══ PROVIDED INFORMATION ══

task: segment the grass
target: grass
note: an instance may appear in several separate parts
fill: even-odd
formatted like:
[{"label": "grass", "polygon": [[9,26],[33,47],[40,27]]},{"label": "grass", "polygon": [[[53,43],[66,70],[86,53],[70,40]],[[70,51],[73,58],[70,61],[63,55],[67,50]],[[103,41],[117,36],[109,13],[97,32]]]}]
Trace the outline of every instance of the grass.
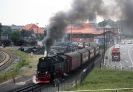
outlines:
[{"label": "grass", "polygon": [[20,60],[13,67],[11,67],[8,72],[0,75],[0,82],[11,79],[12,77],[16,77],[18,74],[20,74],[20,69],[25,65],[29,65],[30,63],[30,56],[22,51],[13,48],[2,48],[2,50],[10,52],[10,54],[13,54],[15,56],[18,56]]},{"label": "grass", "polygon": [[97,90],[115,88],[133,88],[133,71],[94,68],[94,70],[87,75],[81,85],[78,84],[75,87],[68,88],[66,90]]}]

═══

EXERCISE TASK » Update the lines above by changing "instance" to "object" everywhere it appears, leaving everything else as it is. Don't include the pictures.

SOLUTION TO THIS PROBLEM »
task: segment the grass
target: grass
note: an object may appear in several separate parts
fill: even-odd
formatted like:
[{"label": "grass", "polygon": [[9,26],[33,47],[40,27]]},{"label": "grass", "polygon": [[[53,43],[66,70],[86,53],[70,40]],[[70,51],[73,58],[70,61],[63,55],[67,50]],[[103,41],[117,36],[109,13],[97,32]]]}]
Trace the outline of every object of the grass.
outlines:
[{"label": "grass", "polygon": [[20,60],[13,67],[11,67],[8,72],[0,75],[0,82],[11,79],[12,77],[16,77],[18,74],[20,74],[20,69],[25,65],[29,65],[30,63],[30,56],[22,51],[13,48],[2,48],[2,50],[10,52],[10,54],[13,54],[15,56],[18,56]]},{"label": "grass", "polygon": [[97,90],[115,88],[133,88],[133,71],[94,68],[94,70],[87,75],[81,85],[78,84],[75,87],[68,88],[66,90]]}]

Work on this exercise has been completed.